Given task: Repeat word for word the lines of the listing below, from its first line up to and including the line that contains "[[0, 167, 57, 264]]".

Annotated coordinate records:

--- --- ---

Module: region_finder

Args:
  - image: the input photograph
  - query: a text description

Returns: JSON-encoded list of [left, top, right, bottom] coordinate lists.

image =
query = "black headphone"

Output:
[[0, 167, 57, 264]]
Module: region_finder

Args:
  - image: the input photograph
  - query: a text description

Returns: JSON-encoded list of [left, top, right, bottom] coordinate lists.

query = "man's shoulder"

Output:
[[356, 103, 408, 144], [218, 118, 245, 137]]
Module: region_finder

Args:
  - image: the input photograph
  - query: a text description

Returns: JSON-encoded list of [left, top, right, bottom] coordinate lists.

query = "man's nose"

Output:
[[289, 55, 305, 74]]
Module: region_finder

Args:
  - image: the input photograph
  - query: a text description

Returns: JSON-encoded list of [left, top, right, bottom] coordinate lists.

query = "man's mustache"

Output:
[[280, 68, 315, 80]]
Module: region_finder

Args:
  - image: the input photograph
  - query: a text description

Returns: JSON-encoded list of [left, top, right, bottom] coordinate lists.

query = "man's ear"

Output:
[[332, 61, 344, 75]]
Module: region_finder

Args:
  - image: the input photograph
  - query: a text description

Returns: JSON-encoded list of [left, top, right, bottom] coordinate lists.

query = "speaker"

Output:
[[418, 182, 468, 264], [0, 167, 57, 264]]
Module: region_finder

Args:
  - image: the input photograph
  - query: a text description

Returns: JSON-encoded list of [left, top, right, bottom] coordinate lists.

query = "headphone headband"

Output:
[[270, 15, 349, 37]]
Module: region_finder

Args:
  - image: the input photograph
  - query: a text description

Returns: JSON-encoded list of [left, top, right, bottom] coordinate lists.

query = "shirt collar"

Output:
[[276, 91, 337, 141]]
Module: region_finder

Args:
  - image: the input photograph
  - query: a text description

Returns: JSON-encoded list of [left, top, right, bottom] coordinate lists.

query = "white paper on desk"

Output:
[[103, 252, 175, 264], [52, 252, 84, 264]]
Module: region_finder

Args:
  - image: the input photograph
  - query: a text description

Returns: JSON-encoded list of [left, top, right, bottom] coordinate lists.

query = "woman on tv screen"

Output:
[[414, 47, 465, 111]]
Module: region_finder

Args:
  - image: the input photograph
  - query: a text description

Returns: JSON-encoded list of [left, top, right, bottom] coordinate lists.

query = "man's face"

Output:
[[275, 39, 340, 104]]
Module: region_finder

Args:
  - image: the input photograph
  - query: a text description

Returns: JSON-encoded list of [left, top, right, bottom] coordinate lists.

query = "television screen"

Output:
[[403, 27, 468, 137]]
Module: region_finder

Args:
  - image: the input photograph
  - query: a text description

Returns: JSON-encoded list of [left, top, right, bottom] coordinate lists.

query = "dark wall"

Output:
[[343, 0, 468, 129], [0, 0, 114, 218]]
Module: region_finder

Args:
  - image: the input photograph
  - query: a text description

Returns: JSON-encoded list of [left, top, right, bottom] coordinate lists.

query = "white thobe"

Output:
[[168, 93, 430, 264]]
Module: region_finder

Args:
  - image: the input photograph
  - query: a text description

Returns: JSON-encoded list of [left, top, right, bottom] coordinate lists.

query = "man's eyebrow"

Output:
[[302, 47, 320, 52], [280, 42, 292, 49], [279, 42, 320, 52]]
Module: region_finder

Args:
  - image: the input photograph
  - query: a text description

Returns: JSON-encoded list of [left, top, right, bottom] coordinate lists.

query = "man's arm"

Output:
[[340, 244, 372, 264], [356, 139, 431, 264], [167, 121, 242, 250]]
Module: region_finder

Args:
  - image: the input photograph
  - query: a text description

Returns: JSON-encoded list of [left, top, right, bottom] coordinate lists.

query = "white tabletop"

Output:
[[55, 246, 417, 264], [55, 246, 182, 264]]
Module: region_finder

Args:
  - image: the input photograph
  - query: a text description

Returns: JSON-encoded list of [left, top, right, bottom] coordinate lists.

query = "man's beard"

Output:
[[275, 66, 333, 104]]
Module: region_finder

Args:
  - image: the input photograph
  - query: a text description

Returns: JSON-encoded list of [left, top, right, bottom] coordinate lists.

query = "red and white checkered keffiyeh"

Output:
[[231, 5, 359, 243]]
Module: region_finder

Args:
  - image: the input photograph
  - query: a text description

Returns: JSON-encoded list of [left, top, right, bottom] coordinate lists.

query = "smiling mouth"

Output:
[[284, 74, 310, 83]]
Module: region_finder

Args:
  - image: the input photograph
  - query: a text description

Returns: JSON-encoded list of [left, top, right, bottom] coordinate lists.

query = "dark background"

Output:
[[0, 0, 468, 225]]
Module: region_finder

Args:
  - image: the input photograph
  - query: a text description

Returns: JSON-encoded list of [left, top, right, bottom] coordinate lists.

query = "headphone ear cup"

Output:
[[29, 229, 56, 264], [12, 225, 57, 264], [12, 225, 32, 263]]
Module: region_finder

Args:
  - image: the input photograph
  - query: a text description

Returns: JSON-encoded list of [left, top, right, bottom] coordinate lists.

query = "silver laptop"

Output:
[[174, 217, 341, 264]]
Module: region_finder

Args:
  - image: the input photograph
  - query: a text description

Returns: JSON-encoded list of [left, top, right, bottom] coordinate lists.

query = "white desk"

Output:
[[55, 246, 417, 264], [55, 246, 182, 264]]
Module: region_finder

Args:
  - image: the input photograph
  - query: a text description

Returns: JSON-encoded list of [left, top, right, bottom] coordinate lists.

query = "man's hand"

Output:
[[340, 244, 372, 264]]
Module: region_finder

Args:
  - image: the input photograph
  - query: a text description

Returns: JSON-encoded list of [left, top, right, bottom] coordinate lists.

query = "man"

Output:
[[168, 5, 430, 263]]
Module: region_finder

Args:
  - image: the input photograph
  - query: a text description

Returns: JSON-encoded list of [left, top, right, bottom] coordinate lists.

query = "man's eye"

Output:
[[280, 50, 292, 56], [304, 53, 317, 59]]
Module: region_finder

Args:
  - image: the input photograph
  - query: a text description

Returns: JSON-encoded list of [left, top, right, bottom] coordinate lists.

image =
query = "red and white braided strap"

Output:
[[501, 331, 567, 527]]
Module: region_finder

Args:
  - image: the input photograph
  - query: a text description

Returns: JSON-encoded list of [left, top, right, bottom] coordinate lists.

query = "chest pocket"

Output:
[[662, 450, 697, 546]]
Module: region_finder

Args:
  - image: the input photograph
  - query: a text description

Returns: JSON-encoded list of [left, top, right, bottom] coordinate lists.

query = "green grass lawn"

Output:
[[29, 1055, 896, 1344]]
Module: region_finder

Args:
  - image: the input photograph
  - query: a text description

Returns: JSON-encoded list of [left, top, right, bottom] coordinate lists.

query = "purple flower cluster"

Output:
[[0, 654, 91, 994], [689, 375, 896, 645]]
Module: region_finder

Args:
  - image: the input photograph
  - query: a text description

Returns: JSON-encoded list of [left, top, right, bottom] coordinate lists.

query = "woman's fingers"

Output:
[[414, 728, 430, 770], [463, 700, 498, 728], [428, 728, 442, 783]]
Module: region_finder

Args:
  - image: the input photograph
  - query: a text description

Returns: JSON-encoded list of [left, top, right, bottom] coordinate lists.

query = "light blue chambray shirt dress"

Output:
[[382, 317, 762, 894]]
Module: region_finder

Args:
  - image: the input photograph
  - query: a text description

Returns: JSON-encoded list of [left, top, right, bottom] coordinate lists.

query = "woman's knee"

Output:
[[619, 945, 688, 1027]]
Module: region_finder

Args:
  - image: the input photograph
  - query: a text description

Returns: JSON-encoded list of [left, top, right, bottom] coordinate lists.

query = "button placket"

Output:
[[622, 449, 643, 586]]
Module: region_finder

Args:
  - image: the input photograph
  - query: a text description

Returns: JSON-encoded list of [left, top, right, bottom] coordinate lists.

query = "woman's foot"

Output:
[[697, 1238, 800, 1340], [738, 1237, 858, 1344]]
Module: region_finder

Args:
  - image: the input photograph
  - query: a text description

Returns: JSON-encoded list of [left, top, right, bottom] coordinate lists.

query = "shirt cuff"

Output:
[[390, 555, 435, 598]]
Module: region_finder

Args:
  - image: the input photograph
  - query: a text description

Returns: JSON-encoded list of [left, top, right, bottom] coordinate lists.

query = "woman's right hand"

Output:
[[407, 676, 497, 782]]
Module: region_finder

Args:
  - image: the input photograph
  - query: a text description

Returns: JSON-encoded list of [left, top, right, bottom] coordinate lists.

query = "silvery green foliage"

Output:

--- --- ---

Expected output:
Module: region_finder

Args:
  - image: the input photograph
  - query: a text description

Returns: JSON-encoded list of [left, top, right, bottom] coordinate lists.

image =
query = "black headphone"

Output:
[[0, 167, 57, 264]]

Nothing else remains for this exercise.